Segment Start: Document extract

This editorial was first published in the Times Herald-Record (Middletown, New York), a fellow GateHouse Media publication. Guest editorials don't necessarily reflect the Daily Messenger's opinions.
The news that about 69,000 people died from an overdose of drugs in the nation last year is an odd statistic to celebrate. Yet if the preliminary figure holds up, it will mark the first time overdose deaths have declined, albeit slightly, in nearly three decades.
There are several possible reasons, the most likely both depressing and instructive. Because drugs to treat an overdose are so widely available, carried by virtually all emergency responders, many who might have died in years past were revived. That should be the first order of business for a select state Senate task force holding meetings around the state this summer, making sure that the supply of these life-saving drugs is plentiful and inexpensive.
The real test for these senators will be more controversial. If they are going to make a difference, they need to consider measures to help people before they need to be revived, to do all that a government can do to keep people from getting ahold of these drugs and, most important, to stay clean once they make the effort in the first place.
These senators will have to wade into the complex world of medicine and insurance, making sure that medically assisted treatment is much more available than it is now. That is not universally appreciated. There are still those who believe that people should not be using one drug to avoid another, that there are methods that work just as well without the introduction of other medications. And while some are able to get clean and stay that way without Suboxone or methadone or similar medication, there is much convincing medical evidence that many need these drugs.
If the senators are going to take their task seriously, they will need to reach a conclusion on the issue of medically assisted treatment, confront the doubters and ensure that this approach is not only available but funded and supported so that addicts have a better chance of getting the help they need without delay.
But that is not the most controversial idea they will encounter. Those who use illegal drugs often have several other health risks, many related to the use and reuse of needles. Clean needle exchange programs are a necessity in this fight. Even more controversial is the notion of legal injection sites, places where addicts can bring their drugs, get clean needles, inject under the supervision of a medical professional and have access to medical advice and counseling.
The slight decrease noted last year came mostly from a decline in overdoses from heroin and prescription painkillers, offset by increases from the newer drugs on the street, including fentanyl. Those are the drugs that require much more intensive efforts at rehabilitation, including medically assisted treatment, and that are used by people likely to be reached with needle exchanges and injection sites.
There are bills concerning such sites awaiting action when legislators return to Albany in January. No matter what the senators hear or say on this summer journey, the real measure of their commitment and effectiveness will be what they do and how quickly they do it when the new legislative session starts.

Segment End: Document extract

▶ **Tasks to complete**
A. According to the editorial, about how many people in the nation died from a drug overdose last year?
B. Write out the editorial again, starting with "These senators will have" and going on through "need these drugs.", and swap "insurance" for "health coverage".
These records have no connection to the editorial.

Segment Start: Information supplied

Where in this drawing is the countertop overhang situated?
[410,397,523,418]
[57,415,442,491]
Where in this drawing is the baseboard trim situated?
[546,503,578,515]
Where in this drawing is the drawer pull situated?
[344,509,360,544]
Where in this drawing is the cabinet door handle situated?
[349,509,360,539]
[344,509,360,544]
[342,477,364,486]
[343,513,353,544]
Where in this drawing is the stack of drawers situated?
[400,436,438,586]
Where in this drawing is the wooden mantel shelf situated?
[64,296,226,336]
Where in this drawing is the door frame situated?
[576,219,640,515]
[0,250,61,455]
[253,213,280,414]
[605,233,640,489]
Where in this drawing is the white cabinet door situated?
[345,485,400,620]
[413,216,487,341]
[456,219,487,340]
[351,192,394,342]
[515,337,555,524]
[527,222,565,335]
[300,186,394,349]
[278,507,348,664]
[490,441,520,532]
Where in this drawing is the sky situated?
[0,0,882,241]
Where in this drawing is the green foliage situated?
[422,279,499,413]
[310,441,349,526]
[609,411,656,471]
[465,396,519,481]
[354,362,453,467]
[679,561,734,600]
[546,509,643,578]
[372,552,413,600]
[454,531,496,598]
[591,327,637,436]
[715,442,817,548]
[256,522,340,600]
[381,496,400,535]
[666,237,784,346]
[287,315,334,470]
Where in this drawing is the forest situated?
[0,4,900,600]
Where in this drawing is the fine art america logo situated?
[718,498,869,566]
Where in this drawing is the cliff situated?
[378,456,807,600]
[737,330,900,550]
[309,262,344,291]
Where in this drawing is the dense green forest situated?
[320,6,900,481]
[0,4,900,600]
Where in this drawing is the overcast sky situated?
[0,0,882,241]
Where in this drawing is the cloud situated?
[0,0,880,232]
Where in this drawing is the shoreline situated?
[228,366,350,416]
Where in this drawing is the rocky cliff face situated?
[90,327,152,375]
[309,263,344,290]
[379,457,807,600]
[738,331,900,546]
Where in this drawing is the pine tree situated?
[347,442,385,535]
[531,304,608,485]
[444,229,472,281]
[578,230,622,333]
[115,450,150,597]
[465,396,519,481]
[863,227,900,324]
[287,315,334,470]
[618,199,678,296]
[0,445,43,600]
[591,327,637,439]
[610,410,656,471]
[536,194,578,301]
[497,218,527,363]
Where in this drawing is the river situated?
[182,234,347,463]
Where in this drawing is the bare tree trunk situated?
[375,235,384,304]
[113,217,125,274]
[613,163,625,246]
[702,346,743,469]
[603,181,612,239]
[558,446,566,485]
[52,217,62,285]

Segment End: Information supplied

▶ **Answers to the tasks**
A. About 69,000 people.

B.
These senators will have to wade into the complex world of medicine and health coverage, making sure that medically assisted treatment is much more available than it is now. That is not universally appreciated. There are still those who believe that people should not be using one drug to avoid another, that there are methods that work just as well without the introduction of other medications. And while some are able to get clean and stay that way without Suboxone or methadone or similar medication, there is much convincing medical evidence that many need these drugs.